Please quote the material exactly, every line of it.

### SOURCE DATA:

====

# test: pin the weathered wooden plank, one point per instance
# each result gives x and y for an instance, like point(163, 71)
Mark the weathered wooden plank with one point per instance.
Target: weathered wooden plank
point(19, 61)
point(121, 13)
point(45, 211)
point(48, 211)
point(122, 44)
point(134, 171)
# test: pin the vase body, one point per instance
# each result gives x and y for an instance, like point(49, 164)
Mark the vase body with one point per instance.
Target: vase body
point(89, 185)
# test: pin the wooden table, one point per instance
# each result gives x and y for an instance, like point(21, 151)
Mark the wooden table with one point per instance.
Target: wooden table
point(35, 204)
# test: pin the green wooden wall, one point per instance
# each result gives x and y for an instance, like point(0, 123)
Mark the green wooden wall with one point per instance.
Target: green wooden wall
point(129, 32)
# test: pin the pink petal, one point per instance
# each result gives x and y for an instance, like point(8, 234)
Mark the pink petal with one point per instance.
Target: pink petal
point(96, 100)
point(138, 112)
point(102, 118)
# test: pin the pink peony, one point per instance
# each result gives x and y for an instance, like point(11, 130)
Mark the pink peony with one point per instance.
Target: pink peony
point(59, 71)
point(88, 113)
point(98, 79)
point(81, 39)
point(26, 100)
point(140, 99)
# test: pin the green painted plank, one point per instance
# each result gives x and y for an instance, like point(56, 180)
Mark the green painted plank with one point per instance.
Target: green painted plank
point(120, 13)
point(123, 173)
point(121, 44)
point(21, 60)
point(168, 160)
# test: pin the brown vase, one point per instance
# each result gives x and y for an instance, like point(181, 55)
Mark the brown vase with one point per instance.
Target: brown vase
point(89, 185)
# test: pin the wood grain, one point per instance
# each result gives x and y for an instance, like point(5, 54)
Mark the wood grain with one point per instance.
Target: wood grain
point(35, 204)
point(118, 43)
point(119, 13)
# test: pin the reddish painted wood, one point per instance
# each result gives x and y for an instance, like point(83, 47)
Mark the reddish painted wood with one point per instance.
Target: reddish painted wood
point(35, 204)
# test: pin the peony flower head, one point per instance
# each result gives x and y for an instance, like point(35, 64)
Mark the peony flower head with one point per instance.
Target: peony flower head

====

### TASK ANSWER:
# test: pin the weathered wooden plank, one point per instance
# each result gives x and y for an instance, like point(163, 71)
Mark the weathered wooden plank with one point per instance.
Target: weathered wooden plank
point(19, 61)
point(121, 13)
point(45, 211)
point(48, 211)
point(122, 44)
point(134, 171)
# test: pin the vase body, one point per instance
# each result gives x and y for an instance, like point(49, 164)
Mark the vase body with one point per instance.
Target: vase body
point(89, 185)
# test: pin the wooden table, one point per instance
# each result gives x and y for an instance, like point(21, 151)
Mark the wooden table with one point per instance.
Target: wooden table
point(35, 204)
# test: pin the green wooden wall, one point per instance
# each result gives x and y for an instance, like point(0, 123)
Mark the green wooden wall with one point per instance.
Target: green wooden wall
point(129, 32)
# test: pin the pink petal, one point per instance
# each result gives x and y for an instance, like point(8, 234)
Mark the pink petal with one point per instance.
Target: pink petal
point(96, 100)
point(138, 112)
point(102, 118)
# test: pin the pink peony, one point per instance
# each result gives x and y for an instance, like point(11, 130)
Mark the pink peony with one point per instance.
Target: pink peony
point(59, 71)
point(88, 113)
point(98, 79)
point(81, 39)
point(26, 100)
point(140, 99)
# test: pin the green painted plank, one point per instance
# each result gives x and y for an instance, like point(56, 180)
Mark the green painted plank with one point per instance.
Target: green painted plank
point(120, 13)
point(123, 173)
point(121, 44)
point(21, 60)
point(168, 160)
# test: pin the brown vase, one point per instance
# each result gives x and y for an instance, like point(181, 55)
Mark the brown vase with one point per instance.
Target: brown vase
point(89, 185)
# test: pin the wood grain, one point per instance
# each result gives x and y for an instance, like point(5, 54)
Mark the wood grain with one point per instance.
Target: wood grain
point(35, 204)
point(118, 43)
point(119, 13)
# test: pin the reddish painted wood, one point per instance
# each result gives x and y for an instance, like point(83, 47)
Mark the reddish painted wood with one point per instance.
Target: reddish painted wood
point(35, 204)
# test: pin the peony flower head, one point per instance
# each result gives x and y for an instance, like point(35, 64)
Mark the peony flower head with one point per instance.
Target: peony flower head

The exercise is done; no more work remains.